%%

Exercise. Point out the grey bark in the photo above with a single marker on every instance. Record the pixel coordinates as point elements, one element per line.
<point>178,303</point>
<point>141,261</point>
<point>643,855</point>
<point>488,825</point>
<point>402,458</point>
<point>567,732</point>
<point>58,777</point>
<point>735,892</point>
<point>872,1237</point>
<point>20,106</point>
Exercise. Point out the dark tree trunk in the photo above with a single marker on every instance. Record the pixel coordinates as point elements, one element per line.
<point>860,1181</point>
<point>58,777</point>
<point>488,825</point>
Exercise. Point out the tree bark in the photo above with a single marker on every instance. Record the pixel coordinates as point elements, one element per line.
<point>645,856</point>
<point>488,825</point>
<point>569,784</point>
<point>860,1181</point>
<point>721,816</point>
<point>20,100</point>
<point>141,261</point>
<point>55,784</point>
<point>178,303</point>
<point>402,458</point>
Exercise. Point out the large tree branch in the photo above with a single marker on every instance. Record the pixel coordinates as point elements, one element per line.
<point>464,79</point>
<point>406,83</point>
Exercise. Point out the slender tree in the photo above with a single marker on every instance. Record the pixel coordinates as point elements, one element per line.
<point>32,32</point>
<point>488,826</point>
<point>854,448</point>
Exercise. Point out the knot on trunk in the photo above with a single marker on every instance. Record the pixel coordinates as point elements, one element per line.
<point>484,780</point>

%%

• Problem to work on
Rewrite every line of the items above as a Markdown table with two columns, Row and Line, giving each line its own number and leaving out blank lines.

• Solution for this problem
| Row | Line |
|---|---|
| 1 | Exercise. Point out the grey bark in the photo above with a single marker on every instance. Record the pixel coordinates as point elements, one element per line. |
| 2 | <point>178,303</point> |
| 3 | <point>141,261</point> |
| 4 | <point>643,855</point> |
| 5 | <point>488,825</point> |
| 6 | <point>402,458</point> |
| 7 | <point>567,732</point> |
| 8 | <point>58,777</point> |
| 9 | <point>735,892</point> |
| 10 | <point>872,1237</point> |
| 11 | <point>20,106</point> |
| 12 | Exercise. Point out the dark tree trunk in the photo above with a single marker on every instance. Record the pixel coordinates as point elements, one element per line. |
| 13 | <point>860,1181</point> |
| 14 | <point>58,777</point> |
| 15 | <point>488,825</point> |
| 16 | Exercise. Point out the tree bark in the photo above with a single marker on every instance. Record the pixel coordinates as point elements, one element per line. |
| 17 | <point>645,856</point> |
| 18 | <point>488,825</point> |
| 19 | <point>569,784</point> |
| 20 | <point>860,1181</point> |
| 21 | <point>721,816</point> |
| 22 | <point>20,100</point> |
| 23 | <point>141,261</point> |
| 24 | <point>55,784</point> |
| 25 | <point>178,303</point> |
| 26 | <point>402,458</point> |
| 27 | Exercise. Point out the large tree branch in the photo above with a single marker on every instance. Record the pixel coordinates as point elements, one element per line. |
| 28 | <point>464,79</point> |
| 29 | <point>406,83</point> |
| 30 | Exercise. Point out the slender tree in the photo above with a single marker on every instance. Record the pixel coordinates as point elements, one element per line. |
| 31 | <point>32,32</point> |
| 32 | <point>488,826</point> |
| 33 | <point>854,448</point> |
| 34 | Exercise. Point out the knot on trunk in the photo above with a single marker on every instance. Record the pixel coordinates as point elements, one element per line. |
| 35 | <point>484,780</point> |